[[ Supplied passage, beginning ]]
Deborah Conway: new challenges for a brave artist
A book review by Anne Sarzin
By now, there isn’t a Jewish person in Australia who hasn’t heard of the musician and singer Deborah Conway. In the past year, she has emerged as an unofficial spokesperson for the Jewish community, bold, courageous and outspoken, pushing back against the upsurge in Jew-hatred and the demonising of Israel. As an ambassador for her besieged people, she has paid a heavy price; firstly, as one of 600 creatives from a Melbourne Whatsapp group who were ‘doxed’ in an infamous episode earlier this year; and, additionally, she has faced boycott threats and cancellations of her professional engagements and interviews.
So, it was with a keen sense of anticipation that I opened her autobiography, which she wrote during the covid lockdowns, and which was published before Israel’s Black Sabbath on 7 October 2023. Deborah Conway Book of life is a self-portrait of a headstrong, imaginative, creative and gifted artist, who shimmers and shines across the landscape of her life,
It is a searingly honest autobiography, replete with facts, fault lines and the frenzied lifestyle that all but consumed her youthful years, a frenetic pace she miraculously sustained for decades, both in and out of the public eye. Seemingly, her public and private personas fused in that pressured world of sex, drugs and rock ‘n roll.
The book has me awestruck at Conway’s capacity not merely for living in the moment but for plunging, with head and heart, into the vortex that swirls around her. Her love and lust for life steams off every page that recounts stories of hedonistic decades. Fortunately for the reader, her song lyrics punctuate the text with interludes of relative serenity and peace, in which the reader can catch their breath before being catapulted once more into the dizzying round of professional and personal adventures, promises made and broken, stressful setbacks and then, finally, encountering the seductive success and the recognition she undoubtedly deserves.
It is clear that in writing this book, she trawled through painful family memories. She admires her loving and supportive mother; and explores ambivalent feelings about her father, a man who denies her the approval she craves and repeatedly accuses her of knocking nails in his coffin. Later, she grasps the psychological complexity and pressures that underpinned this abusive and dysfunctional family dynamic, when she learns, at long last, the truth of his gay identity, and the cost to him and others of hiding his sexual identity in order to conform to traditional societal expectations of a Jewish family man.
[[ Supplied passage, end ]]
§ Apply what you read
A) According to the book review, when did Deborah Conway write her autobiography?
B) Write out the book review from "It is clear" up to and including "Jewish family man.", swapping "coffin" for "casket".
[[ Dataset extract, beginning ]]
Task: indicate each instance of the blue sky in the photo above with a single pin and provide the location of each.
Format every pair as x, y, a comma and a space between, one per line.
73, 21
[[ Dataset extract, end ]]
§ Expected results
A) She wrote it during the covid lockdowns.

B)
It is clear that in writing this book, she trawled through painful family memories. She admires her loving and supportive mother; and explores ambivalent feelings about her father, a man who denies her the approval she craves and repeatedly accuses her of knocking nails in his casket. Later, she grasps the psychological complexity and pressures that underpinned this abusive and dysfunctional family dynamic, when she learns, at long last, the truth of his gay identity, and the cost to him and others of hiding his sexual identity in order to conform to traditional societal expectations of a Jewish family man.